***** GIVEN DATA
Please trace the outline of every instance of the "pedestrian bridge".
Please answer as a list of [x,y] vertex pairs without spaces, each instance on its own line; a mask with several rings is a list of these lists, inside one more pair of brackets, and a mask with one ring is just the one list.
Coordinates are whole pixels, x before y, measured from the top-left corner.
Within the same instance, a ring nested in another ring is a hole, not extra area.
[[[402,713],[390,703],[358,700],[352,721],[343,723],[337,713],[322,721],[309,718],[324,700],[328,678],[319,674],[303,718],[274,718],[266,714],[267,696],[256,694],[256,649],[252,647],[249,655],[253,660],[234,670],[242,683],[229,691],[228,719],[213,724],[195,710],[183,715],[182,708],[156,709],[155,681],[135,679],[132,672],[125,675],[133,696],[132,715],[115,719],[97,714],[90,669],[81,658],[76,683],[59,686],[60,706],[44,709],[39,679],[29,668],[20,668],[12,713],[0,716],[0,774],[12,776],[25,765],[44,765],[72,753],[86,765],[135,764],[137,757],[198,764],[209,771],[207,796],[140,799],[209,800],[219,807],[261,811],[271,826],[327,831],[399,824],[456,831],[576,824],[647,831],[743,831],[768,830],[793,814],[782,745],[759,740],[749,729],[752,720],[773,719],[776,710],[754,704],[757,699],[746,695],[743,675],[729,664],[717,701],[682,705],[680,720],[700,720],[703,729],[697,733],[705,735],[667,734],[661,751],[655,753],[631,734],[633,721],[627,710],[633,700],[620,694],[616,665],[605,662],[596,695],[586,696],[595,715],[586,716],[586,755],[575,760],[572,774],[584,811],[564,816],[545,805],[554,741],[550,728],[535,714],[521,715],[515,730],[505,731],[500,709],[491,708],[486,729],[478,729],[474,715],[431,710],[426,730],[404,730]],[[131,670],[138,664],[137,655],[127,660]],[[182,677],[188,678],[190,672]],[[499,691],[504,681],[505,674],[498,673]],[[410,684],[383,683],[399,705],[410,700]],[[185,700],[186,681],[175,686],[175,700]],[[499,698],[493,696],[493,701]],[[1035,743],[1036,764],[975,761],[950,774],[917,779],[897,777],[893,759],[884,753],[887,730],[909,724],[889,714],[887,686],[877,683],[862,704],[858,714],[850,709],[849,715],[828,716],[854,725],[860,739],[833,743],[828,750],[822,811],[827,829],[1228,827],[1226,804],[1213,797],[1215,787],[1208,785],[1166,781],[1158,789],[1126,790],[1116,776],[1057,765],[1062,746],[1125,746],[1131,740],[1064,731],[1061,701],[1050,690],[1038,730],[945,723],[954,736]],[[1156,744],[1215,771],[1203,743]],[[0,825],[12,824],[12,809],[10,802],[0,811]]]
**********
▶ **EXERCISE BRIEF**
Rewrite the entries from the very first line through the line containing "Within the same", putting "footbridge" in place of "pedestrian bridge" and leaving everything else the same.

▶ **RIGHT ANSWER**
Please trace the outline of every instance of the "footbridge".
Please answer as a list of [x,y] vertex pairs without spaces, each instance on its own line; a mask with several rings is a list of these lists, inside one more pair of brackets, and a mask with one ring is just the one list.
Coordinates are whole pixels, x before y, measured from the top-left corner.
Within the same instance, a ring nested in another ring is a hole, not extra area.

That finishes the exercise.